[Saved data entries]
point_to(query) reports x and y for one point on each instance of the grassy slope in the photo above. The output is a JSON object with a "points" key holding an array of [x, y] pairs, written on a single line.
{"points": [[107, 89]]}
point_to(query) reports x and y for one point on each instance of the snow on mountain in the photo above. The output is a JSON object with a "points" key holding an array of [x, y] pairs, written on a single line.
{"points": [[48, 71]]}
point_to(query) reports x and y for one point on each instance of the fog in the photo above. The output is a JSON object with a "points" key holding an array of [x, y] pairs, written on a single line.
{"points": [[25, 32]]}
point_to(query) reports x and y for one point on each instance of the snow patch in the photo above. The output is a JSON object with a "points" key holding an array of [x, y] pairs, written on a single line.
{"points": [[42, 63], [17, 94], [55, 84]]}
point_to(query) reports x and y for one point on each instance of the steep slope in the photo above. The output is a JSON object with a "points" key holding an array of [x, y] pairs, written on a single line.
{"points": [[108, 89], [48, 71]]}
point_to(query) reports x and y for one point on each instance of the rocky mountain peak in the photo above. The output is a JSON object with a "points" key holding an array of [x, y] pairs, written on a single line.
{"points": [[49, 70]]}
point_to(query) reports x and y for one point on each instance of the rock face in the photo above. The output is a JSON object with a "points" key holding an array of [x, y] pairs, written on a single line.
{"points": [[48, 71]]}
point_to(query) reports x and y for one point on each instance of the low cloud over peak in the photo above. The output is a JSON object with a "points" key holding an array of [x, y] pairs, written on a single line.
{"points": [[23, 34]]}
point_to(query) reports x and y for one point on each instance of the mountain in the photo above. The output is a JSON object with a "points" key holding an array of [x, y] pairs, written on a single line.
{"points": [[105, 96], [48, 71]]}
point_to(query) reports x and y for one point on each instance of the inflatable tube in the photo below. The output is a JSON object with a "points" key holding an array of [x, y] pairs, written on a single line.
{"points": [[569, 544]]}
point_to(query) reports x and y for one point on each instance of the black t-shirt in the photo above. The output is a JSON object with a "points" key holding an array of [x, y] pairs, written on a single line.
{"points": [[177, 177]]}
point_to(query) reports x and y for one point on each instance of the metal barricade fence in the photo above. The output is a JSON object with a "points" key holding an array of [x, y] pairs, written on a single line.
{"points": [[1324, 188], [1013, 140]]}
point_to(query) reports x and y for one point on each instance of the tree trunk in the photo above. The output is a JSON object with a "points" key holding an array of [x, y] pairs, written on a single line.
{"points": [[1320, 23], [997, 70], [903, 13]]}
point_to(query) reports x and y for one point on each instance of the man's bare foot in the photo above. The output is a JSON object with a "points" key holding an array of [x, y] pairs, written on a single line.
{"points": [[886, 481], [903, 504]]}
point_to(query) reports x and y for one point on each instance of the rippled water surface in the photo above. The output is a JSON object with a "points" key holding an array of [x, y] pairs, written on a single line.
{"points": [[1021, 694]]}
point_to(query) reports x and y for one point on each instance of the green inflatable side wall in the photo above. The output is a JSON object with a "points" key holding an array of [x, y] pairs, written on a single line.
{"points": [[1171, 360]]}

EXERCISE AIM —
Reproduce the lines from the one containing "of the rippled" to the end of the entries, keeping both ends and adding nothing.

SOLUTION —
point_to(query) reports x and y for one point on each instance of the rippled water surface in the photo above. The output is a JSON object with a "points" key holding an array of [x, y] pairs, written on a single line.
{"points": [[1021, 694]]}
point_to(query) reports x and y for one point on each instance of the green inflatable side wall in the photo above. The output is a JSON object with a "points" key holding an array of [x, y] pairs, written on a single line.
{"points": [[1171, 360]]}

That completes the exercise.